→ MATERIAL PROVIDED:

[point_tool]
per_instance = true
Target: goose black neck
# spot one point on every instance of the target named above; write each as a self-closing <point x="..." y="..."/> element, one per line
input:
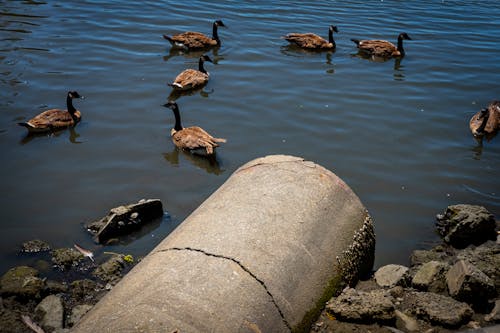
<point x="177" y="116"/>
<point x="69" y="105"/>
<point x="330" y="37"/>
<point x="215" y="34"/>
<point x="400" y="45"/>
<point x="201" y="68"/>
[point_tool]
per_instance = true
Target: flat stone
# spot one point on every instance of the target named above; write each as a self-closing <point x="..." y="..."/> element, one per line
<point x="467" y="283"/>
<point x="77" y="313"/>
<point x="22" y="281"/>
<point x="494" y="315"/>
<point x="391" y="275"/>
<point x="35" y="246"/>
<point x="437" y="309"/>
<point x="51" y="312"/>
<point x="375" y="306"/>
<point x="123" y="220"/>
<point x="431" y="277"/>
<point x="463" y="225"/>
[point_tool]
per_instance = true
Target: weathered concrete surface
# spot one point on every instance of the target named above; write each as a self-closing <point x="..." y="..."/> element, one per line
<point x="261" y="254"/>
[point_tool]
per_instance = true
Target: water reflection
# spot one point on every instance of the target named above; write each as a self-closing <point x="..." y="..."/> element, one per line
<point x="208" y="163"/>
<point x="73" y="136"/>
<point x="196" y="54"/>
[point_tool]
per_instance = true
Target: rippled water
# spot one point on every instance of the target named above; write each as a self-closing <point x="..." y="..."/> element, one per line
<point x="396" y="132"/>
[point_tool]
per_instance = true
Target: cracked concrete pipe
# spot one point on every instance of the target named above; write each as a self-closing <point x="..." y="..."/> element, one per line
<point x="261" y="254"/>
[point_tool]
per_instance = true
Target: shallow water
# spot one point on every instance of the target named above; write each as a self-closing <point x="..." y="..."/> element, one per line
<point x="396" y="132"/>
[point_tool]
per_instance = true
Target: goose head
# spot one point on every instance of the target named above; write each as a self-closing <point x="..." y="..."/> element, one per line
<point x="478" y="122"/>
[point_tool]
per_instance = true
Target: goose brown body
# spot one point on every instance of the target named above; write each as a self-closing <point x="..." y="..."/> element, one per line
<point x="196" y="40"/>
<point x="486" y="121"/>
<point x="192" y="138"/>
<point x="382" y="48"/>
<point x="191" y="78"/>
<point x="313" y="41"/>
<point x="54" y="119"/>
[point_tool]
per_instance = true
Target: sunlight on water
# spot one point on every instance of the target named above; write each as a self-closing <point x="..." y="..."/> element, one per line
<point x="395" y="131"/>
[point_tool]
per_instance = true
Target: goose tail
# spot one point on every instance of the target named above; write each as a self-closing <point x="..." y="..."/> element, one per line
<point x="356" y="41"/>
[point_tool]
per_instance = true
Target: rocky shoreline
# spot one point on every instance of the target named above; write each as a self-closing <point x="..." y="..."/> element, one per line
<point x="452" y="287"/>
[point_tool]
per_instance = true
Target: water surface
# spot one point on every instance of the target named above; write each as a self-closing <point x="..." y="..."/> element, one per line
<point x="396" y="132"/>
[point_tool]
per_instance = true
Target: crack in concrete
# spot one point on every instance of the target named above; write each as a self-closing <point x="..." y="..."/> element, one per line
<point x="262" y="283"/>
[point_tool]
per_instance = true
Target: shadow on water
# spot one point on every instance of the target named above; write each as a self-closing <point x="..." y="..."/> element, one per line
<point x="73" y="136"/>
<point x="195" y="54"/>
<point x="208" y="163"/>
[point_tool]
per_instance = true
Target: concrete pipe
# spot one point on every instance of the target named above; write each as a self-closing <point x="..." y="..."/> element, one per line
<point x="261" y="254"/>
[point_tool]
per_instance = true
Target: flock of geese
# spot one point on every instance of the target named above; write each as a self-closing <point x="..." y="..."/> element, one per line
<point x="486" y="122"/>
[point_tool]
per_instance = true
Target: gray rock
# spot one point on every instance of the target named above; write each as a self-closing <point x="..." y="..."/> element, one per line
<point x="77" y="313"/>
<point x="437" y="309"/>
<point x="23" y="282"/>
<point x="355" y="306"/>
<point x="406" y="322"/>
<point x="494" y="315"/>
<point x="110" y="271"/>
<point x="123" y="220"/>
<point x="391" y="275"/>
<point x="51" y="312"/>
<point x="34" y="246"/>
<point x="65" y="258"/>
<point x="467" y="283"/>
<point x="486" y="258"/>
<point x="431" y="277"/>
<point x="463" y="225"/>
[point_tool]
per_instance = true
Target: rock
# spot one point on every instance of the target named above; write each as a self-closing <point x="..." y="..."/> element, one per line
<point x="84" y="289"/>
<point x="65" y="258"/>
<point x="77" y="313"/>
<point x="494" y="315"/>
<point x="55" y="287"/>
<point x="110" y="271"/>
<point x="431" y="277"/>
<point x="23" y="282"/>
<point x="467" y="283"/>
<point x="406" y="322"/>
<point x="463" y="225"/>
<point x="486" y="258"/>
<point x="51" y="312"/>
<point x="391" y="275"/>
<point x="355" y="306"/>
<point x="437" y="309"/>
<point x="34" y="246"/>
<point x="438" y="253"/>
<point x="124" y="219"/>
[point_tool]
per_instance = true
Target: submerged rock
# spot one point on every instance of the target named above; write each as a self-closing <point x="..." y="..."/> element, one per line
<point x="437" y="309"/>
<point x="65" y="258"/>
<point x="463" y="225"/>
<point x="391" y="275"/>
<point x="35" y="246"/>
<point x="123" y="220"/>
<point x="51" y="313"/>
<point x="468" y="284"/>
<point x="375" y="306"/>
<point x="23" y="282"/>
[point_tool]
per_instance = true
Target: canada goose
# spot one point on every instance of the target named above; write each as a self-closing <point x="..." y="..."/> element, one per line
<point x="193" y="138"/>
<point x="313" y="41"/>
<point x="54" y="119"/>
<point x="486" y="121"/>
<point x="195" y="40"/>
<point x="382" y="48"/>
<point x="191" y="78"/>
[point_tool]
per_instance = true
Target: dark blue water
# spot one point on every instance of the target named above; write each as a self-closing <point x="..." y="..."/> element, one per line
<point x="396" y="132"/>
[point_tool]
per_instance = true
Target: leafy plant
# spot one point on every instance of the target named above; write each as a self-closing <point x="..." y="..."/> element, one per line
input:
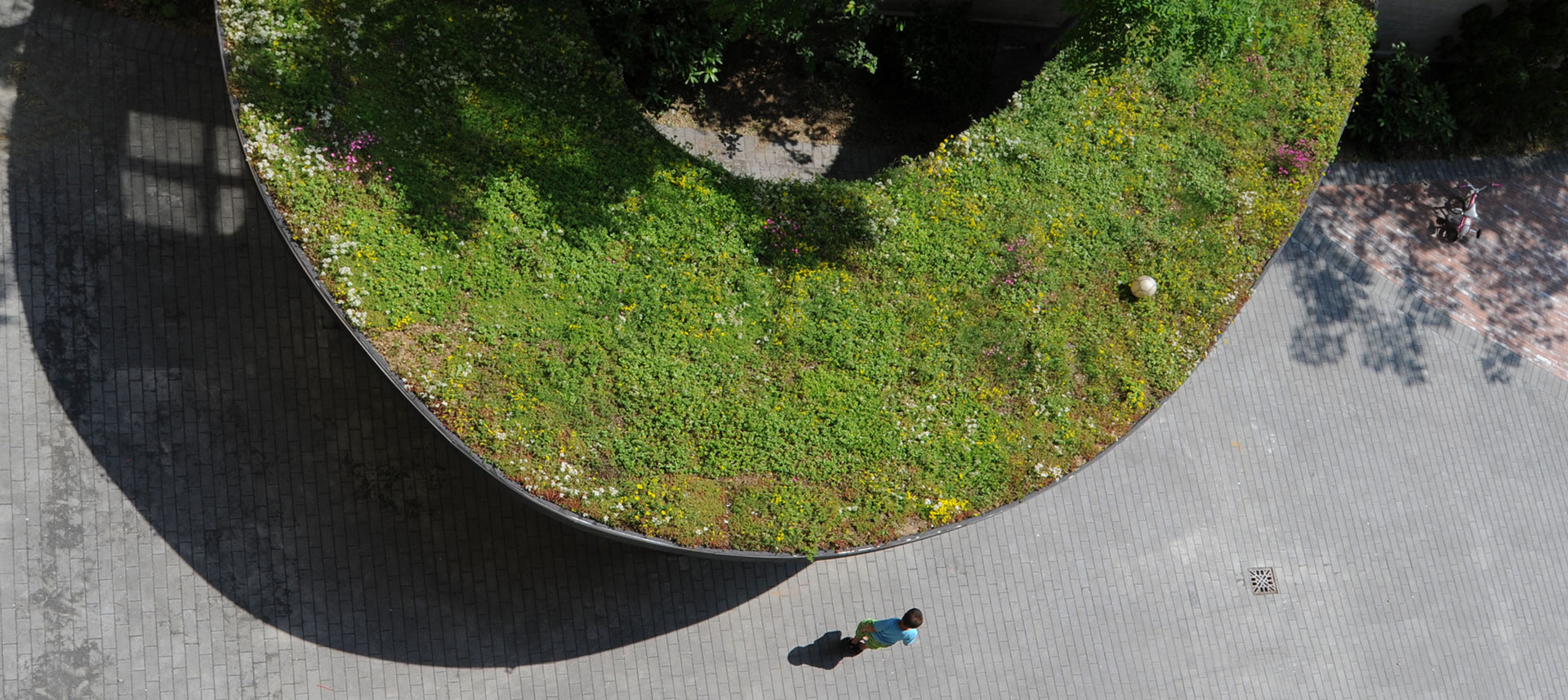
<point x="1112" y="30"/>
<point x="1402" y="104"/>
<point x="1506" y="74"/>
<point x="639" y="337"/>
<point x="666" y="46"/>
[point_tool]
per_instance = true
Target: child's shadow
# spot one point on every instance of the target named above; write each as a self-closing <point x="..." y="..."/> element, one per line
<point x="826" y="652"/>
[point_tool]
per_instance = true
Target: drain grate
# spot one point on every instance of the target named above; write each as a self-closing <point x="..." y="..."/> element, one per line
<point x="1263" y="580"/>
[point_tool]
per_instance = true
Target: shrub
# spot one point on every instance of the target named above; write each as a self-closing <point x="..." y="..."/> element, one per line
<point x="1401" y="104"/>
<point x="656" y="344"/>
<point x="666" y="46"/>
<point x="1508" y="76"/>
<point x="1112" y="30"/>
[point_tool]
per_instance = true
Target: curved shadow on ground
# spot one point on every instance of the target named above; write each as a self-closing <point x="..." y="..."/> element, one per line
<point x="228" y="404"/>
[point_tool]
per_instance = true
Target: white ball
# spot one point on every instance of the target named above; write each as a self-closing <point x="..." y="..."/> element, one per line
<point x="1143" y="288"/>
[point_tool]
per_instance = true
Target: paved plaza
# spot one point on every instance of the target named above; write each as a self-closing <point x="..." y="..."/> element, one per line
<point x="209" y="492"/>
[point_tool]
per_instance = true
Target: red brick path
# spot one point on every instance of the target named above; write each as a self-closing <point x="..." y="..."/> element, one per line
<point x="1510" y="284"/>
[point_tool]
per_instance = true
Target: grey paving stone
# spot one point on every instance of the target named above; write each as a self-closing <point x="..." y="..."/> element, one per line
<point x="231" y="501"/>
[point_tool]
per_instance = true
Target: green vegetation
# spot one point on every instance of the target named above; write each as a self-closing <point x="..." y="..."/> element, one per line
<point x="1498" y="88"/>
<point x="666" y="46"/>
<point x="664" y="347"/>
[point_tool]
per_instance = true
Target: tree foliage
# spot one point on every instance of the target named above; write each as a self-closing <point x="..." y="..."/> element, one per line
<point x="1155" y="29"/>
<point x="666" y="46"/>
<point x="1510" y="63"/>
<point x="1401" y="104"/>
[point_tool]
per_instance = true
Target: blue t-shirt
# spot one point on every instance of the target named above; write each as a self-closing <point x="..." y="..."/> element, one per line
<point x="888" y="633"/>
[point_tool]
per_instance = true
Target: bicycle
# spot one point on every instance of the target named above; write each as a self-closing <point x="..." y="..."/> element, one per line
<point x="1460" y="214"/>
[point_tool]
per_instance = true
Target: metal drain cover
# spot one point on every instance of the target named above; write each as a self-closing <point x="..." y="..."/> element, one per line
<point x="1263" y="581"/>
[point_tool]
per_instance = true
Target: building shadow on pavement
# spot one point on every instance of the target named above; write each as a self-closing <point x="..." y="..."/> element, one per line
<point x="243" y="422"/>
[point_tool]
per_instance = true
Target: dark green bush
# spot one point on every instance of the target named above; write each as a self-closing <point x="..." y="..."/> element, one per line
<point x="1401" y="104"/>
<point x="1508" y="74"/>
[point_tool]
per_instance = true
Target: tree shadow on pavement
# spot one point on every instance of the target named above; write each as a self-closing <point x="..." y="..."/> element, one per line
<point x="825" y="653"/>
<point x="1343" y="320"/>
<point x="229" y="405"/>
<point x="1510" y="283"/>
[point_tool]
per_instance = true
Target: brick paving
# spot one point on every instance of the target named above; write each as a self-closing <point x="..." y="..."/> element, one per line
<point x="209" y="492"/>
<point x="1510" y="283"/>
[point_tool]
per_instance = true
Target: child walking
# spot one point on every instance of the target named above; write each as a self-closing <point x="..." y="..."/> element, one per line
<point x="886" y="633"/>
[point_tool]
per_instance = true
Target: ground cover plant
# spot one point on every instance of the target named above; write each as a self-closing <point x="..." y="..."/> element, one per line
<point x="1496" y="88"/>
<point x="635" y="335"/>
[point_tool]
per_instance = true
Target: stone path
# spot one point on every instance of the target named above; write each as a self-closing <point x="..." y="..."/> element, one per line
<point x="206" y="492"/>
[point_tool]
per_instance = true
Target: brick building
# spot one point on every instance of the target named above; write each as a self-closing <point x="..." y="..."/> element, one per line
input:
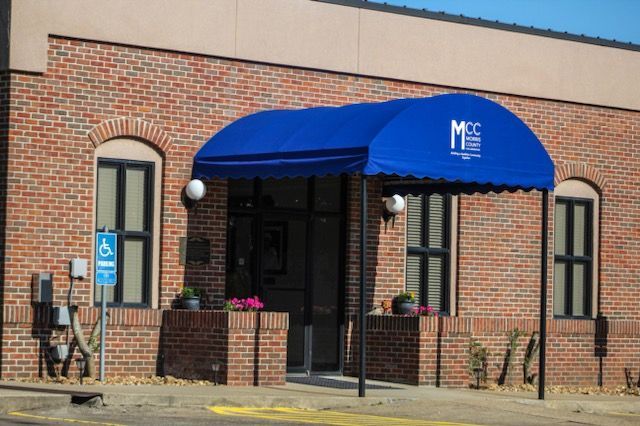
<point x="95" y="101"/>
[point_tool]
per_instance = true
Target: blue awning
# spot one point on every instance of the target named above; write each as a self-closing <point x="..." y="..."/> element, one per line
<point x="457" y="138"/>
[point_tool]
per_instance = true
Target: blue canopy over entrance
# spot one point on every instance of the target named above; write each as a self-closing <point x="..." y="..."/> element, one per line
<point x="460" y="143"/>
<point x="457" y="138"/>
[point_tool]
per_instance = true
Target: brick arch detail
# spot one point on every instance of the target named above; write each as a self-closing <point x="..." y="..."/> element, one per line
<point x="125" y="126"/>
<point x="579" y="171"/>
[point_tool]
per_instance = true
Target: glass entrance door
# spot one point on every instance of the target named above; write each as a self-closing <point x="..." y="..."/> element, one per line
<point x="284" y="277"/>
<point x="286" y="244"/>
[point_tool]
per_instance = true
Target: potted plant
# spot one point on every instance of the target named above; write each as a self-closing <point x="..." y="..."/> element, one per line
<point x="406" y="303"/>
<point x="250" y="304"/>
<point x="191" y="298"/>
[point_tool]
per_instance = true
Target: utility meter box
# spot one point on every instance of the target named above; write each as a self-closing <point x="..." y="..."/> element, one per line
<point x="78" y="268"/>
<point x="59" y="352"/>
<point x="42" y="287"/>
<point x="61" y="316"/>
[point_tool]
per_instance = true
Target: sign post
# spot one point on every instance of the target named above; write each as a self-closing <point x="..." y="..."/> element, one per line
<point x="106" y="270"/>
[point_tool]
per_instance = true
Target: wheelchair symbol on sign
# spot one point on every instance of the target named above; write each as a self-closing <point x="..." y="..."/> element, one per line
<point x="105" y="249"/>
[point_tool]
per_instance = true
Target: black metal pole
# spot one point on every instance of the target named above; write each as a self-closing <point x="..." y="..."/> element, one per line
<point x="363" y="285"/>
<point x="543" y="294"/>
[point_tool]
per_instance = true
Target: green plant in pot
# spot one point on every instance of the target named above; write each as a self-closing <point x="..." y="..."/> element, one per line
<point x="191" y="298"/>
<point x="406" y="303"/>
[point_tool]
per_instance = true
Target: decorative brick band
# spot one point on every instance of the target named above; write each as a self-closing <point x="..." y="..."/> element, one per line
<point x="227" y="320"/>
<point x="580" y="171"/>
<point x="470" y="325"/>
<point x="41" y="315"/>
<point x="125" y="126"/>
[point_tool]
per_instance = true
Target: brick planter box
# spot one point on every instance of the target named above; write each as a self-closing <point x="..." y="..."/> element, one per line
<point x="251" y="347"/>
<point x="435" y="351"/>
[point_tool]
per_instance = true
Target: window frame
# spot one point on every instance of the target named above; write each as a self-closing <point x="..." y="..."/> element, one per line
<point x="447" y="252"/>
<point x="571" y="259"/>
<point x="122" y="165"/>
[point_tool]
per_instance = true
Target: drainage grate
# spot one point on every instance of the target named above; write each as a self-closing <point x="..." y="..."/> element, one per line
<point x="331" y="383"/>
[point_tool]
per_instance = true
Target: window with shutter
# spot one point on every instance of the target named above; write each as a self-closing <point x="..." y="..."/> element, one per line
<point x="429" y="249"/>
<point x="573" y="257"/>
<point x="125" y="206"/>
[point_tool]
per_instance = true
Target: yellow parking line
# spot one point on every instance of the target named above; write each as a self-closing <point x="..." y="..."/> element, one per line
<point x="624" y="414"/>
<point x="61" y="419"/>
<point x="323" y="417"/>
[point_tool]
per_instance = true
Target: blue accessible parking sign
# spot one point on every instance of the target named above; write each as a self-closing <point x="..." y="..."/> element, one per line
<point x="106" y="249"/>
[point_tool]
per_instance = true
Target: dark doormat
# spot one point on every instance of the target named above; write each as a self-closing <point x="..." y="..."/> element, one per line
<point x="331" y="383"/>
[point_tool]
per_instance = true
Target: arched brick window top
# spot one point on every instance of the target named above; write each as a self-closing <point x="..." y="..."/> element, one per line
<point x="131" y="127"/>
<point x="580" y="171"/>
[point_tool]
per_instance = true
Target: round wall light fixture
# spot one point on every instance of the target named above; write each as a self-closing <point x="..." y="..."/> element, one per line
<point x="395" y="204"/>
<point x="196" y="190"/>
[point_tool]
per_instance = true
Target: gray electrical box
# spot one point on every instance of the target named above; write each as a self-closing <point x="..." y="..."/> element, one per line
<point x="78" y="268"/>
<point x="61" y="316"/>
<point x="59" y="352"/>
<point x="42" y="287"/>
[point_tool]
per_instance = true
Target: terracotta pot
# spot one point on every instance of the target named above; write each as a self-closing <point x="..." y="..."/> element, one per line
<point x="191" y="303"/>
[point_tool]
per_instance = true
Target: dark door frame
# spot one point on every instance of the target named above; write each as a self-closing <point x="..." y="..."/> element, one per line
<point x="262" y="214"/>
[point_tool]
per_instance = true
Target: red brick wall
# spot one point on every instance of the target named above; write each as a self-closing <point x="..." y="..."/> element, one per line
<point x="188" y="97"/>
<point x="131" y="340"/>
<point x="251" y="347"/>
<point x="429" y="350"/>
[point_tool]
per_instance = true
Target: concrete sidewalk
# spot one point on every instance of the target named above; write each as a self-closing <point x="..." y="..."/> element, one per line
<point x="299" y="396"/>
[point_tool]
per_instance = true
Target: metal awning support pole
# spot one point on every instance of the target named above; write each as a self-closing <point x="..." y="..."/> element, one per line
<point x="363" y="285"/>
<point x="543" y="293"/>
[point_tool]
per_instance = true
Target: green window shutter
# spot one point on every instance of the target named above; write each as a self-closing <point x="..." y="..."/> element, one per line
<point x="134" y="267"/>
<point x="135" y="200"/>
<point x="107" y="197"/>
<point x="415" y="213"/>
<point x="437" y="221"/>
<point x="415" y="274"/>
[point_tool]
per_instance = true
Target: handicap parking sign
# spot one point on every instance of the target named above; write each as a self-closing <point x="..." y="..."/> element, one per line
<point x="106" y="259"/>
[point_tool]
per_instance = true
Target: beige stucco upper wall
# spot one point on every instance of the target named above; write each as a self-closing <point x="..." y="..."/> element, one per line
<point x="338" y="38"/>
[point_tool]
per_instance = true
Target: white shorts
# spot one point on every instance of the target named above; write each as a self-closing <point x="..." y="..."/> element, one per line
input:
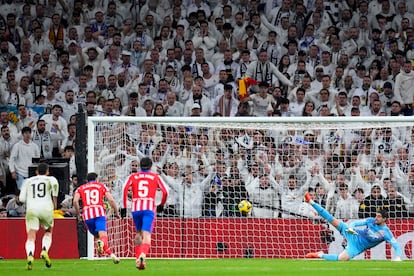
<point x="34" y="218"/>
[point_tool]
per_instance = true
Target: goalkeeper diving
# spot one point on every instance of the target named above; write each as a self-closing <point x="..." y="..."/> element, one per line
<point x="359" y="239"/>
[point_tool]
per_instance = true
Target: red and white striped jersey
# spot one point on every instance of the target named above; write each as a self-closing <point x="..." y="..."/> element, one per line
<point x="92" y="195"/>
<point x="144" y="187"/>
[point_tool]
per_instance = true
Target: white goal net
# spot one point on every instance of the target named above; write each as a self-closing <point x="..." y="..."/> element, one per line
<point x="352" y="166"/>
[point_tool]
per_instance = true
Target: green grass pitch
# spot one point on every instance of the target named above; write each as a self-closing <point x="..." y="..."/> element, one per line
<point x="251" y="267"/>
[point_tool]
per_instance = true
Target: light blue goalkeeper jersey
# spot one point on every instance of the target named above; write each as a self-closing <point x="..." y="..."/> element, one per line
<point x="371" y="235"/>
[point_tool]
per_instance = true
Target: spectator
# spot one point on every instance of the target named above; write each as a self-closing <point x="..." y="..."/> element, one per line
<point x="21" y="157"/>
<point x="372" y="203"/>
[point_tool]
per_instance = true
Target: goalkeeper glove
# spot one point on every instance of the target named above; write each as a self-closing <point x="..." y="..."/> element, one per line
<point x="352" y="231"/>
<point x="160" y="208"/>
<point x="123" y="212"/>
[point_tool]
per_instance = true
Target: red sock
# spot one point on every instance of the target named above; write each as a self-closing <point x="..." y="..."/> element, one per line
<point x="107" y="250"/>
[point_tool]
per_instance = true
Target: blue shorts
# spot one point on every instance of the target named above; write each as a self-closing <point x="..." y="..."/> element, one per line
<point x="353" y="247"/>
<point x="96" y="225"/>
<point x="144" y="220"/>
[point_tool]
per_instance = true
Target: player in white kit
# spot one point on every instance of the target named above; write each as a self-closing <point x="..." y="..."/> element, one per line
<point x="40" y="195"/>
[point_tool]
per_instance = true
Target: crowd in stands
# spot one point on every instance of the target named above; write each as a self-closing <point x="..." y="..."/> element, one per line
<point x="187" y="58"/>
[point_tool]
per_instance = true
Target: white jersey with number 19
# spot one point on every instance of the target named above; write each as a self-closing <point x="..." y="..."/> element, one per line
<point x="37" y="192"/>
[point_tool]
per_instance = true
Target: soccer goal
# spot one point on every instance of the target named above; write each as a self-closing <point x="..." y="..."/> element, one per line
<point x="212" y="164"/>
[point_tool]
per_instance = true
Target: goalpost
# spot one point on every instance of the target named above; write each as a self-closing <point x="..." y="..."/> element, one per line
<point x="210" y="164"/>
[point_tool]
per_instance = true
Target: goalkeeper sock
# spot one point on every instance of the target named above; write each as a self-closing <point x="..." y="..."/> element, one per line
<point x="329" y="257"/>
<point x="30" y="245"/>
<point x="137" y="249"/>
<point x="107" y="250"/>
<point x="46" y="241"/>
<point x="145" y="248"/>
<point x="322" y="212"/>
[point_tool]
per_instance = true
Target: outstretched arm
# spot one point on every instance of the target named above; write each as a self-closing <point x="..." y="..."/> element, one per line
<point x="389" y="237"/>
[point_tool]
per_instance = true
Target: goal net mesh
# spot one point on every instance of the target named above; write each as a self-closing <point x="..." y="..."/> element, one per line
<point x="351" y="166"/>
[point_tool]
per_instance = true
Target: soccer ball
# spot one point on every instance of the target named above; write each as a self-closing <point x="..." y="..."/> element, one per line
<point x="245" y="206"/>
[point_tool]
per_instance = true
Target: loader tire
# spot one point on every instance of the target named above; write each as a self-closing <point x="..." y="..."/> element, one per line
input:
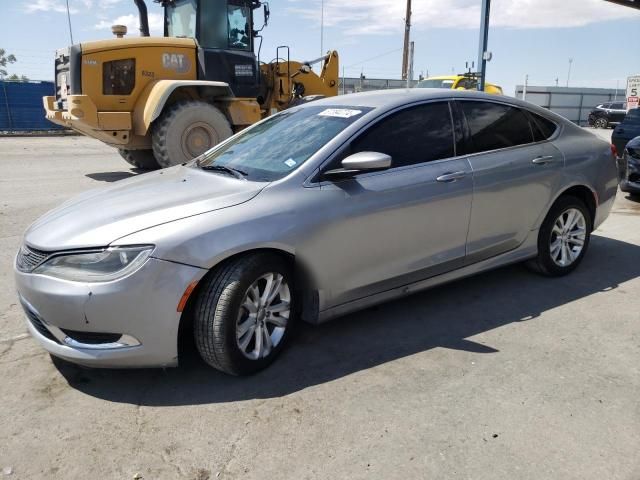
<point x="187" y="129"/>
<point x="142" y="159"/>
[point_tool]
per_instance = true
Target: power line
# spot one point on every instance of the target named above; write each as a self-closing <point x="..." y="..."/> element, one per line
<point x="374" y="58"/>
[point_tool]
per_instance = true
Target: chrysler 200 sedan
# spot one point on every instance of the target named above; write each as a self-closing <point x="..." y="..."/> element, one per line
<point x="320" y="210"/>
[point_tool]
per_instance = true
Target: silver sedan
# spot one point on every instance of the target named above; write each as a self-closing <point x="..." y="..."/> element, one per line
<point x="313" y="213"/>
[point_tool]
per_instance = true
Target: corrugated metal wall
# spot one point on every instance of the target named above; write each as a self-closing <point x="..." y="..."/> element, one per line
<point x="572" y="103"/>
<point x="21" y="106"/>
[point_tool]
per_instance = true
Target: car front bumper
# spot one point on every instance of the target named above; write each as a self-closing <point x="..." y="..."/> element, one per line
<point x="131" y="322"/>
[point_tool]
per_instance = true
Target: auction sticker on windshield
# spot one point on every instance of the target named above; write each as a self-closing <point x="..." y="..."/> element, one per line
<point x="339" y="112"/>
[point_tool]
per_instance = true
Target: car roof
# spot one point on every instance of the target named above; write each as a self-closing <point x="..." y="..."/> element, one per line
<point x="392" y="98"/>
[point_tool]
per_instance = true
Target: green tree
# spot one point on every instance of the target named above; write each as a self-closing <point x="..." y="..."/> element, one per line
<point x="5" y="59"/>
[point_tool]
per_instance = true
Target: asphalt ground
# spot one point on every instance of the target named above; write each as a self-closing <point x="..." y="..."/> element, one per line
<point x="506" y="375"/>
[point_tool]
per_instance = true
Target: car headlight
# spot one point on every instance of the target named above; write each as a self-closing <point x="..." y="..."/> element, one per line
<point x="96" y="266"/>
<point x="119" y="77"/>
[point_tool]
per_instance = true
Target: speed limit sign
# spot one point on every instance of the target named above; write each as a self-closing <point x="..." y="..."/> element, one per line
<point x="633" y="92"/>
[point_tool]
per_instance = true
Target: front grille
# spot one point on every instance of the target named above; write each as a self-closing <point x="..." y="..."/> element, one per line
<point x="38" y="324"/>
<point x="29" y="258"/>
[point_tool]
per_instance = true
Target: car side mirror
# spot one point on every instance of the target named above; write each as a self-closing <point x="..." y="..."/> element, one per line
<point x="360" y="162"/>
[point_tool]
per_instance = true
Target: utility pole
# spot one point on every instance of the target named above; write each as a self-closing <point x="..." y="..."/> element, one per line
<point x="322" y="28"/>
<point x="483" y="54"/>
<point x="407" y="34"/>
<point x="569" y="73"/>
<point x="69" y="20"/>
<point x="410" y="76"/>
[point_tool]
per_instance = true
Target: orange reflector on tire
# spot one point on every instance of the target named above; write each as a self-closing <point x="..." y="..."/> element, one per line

→ BRIEF: Go through the entries above and copy every line containing "sign".

→ YOUR SOLUTION:
Target: sign post
Target: wheelchair symbol on sign
Target: blue accessible parking sign
Target: handicap parking sign
Target: speed limit sign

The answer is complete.